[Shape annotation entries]
****

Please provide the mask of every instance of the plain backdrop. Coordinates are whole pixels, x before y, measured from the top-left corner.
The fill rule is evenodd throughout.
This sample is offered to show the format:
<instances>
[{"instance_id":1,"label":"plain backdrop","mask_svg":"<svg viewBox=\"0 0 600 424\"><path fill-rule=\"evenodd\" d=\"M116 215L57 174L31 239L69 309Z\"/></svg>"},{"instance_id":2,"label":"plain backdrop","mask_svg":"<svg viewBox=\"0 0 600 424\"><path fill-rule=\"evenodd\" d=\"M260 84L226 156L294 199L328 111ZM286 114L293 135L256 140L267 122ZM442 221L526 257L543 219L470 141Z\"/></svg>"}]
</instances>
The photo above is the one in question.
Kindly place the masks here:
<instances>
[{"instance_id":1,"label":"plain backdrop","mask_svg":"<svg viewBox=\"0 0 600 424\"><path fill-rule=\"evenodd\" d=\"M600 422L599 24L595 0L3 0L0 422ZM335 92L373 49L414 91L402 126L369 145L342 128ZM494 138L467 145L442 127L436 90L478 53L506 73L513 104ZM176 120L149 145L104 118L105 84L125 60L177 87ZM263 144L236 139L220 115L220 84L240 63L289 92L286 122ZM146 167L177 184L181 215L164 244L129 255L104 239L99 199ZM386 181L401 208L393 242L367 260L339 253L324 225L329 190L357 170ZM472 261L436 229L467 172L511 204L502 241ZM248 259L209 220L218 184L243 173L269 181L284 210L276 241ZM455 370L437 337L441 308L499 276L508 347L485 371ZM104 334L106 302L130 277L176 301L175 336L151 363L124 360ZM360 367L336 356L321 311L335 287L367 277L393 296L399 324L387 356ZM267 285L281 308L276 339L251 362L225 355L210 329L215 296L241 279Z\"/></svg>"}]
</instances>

****

* _THE TASK_
Write the data out again in full and exactly.

* _FINISHED TASK_
Please provide the mask of every instance of the plain backdrop. Coordinates are whole pixels, x before y, measured from the top-left corner.
The fill rule is evenodd throughout.
This sample is offered to show the format:
<instances>
[{"instance_id":1,"label":"plain backdrop","mask_svg":"<svg viewBox=\"0 0 600 424\"><path fill-rule=\"evenodd\" d=\"M116 215L57 174L31 239L69 309Z\"/></svg>"},{"instance_id":2,"label":"plain backdrop","mask_svg":"<svg viewBox=\"0 0 600 424\"><path fill-rule=\"evenodd\" d=\"M260 84L226 156L294 199L328 111ZM286 114L293 135L256 140L267 122ZM442 221L526 257L543 219L470 141Z\"/></svg>"}]
</instances>
The photo above is the one in question.
Kindly place the masks here:
<instances>
[{"instance_id":1,"label":"plain backdrop","mask_svg":"<svg viewBox=\"0 0 600 424\"><path fill-rule=\"evenodd\" d=\"M600 422L599 24L595 0L3 0L0 422ZM335 92L373 49L414 91L402 126L369 145L342 128ZM494 138L467 145L442 127L436 90L478 53L506 73L513 104ZM176 120L149 145L104 118L105 84L125 60L177 87ZM263 144L236 139L220 115L220 84L240 63L289 92L286 122ZM146 167L177 184L181 215L164 244L129 255L104 239L99 199ZM386 181L401 208L393 242L367 260L339 253L324 225L329 190L357 170ZM472 261L436 229L467 172L511 204L502 241ZM248 259L209 220L218 184L243 173L269 181L284 210L276 241ZM455 370L437 337L441 308L499 276L508 347L485 371ZM104 334L106 302L130 277L176 301L175 336L151 363L124 360ZM360 367L336 356L321 311L335 287L367 277L393 296L399 324L387 356ZM267 285L281 308L276 339L251 362L225 355L210 329L215 296L241 279Z\"/></svg>"}]
</instances>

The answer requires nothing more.